§ EXERCISE GOAL
Whichever lines include the word "cupola", copy them as they appear in the data.

**** MATERIAL SUPPLIED

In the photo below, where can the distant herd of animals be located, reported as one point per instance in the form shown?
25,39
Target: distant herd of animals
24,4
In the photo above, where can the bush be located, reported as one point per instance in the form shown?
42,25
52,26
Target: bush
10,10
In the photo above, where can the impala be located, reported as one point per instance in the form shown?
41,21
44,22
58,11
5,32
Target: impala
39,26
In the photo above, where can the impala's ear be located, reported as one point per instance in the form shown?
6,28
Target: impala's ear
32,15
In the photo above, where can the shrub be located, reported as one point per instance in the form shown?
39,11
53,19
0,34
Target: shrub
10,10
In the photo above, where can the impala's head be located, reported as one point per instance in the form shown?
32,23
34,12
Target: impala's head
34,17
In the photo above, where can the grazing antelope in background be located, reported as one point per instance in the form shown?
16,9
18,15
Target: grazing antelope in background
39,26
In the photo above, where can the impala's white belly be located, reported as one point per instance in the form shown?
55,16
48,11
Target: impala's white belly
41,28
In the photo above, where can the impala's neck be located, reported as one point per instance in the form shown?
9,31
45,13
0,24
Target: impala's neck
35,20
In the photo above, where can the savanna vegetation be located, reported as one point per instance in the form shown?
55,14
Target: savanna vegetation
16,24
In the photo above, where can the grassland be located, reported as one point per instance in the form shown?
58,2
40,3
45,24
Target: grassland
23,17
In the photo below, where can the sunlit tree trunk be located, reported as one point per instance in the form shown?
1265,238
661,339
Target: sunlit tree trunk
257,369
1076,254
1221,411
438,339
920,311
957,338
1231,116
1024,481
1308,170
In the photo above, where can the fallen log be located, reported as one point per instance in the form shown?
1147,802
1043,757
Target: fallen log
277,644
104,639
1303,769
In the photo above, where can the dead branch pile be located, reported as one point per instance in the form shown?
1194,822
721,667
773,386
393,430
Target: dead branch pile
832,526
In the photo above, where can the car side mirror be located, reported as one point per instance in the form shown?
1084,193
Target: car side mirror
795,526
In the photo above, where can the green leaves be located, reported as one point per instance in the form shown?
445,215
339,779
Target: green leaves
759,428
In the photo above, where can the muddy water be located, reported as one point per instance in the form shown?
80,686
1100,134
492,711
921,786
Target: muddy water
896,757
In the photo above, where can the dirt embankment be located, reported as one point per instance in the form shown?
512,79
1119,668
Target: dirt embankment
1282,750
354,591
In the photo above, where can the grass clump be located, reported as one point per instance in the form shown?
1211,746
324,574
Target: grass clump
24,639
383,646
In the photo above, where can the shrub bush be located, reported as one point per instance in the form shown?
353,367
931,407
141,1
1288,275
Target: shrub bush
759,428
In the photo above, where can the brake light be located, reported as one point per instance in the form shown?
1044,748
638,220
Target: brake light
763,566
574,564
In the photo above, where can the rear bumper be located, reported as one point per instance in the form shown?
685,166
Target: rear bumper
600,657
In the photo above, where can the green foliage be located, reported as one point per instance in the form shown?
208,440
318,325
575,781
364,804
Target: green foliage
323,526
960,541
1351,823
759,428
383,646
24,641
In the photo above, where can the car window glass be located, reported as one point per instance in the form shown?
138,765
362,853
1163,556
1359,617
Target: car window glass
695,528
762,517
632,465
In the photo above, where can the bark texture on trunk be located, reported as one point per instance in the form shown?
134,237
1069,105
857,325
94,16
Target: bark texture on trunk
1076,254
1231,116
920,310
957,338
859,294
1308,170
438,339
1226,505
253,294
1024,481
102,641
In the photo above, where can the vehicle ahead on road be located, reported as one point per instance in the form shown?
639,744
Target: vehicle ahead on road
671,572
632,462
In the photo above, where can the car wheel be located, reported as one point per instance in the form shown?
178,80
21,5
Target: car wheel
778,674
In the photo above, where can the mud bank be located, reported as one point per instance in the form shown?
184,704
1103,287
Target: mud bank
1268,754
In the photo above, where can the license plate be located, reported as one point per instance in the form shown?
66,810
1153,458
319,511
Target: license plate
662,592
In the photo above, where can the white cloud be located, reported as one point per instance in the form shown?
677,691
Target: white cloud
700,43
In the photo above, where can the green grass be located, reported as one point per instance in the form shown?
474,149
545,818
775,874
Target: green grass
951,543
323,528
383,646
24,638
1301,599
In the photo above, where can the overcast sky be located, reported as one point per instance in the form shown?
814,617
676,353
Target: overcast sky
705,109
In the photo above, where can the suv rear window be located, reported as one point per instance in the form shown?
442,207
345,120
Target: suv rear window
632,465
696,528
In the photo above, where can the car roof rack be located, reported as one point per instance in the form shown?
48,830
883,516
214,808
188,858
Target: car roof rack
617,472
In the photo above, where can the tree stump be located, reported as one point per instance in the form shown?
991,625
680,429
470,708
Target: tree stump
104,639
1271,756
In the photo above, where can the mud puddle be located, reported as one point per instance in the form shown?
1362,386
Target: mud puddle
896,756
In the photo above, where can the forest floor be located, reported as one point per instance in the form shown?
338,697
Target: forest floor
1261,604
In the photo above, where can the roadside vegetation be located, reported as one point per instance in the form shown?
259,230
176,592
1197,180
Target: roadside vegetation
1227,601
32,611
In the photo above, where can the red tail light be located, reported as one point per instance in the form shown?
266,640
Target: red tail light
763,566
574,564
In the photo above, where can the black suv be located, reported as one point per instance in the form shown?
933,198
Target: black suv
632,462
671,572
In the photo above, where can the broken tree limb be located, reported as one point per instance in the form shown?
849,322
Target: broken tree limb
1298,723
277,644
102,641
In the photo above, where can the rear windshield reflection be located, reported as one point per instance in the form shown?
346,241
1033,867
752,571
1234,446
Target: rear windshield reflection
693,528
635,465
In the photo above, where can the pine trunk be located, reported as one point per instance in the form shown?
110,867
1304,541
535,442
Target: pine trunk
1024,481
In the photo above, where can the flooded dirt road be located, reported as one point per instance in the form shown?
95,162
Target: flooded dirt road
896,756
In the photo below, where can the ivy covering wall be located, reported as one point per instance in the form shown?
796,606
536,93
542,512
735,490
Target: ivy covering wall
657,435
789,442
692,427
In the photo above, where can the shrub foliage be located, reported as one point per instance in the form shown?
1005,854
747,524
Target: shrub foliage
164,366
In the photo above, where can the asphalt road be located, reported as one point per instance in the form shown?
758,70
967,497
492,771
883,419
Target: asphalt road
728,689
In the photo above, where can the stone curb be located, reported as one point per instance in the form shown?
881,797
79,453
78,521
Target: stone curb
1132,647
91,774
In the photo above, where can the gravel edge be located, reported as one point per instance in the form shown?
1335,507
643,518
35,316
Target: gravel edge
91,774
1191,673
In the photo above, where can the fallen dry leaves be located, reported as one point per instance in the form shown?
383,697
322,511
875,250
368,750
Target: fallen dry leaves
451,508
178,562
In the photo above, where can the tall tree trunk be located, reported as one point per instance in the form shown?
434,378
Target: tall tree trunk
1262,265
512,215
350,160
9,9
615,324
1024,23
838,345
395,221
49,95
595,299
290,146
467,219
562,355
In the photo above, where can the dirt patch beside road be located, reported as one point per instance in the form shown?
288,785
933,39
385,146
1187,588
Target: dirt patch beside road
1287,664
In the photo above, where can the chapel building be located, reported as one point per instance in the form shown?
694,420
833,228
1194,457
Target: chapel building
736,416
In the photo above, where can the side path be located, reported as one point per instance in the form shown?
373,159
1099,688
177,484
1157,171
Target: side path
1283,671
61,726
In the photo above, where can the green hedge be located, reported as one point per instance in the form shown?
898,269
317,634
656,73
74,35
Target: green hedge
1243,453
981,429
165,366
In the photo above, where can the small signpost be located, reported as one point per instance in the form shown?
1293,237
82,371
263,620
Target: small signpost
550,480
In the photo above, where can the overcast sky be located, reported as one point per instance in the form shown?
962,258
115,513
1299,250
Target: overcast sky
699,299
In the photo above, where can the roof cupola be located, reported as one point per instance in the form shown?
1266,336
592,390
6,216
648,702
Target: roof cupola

********

§ RESULT OF THIS EXERCISE
In the photo above, where can the roof cupola be located, reported as one point per instance in the form shown?
Target: roof cupola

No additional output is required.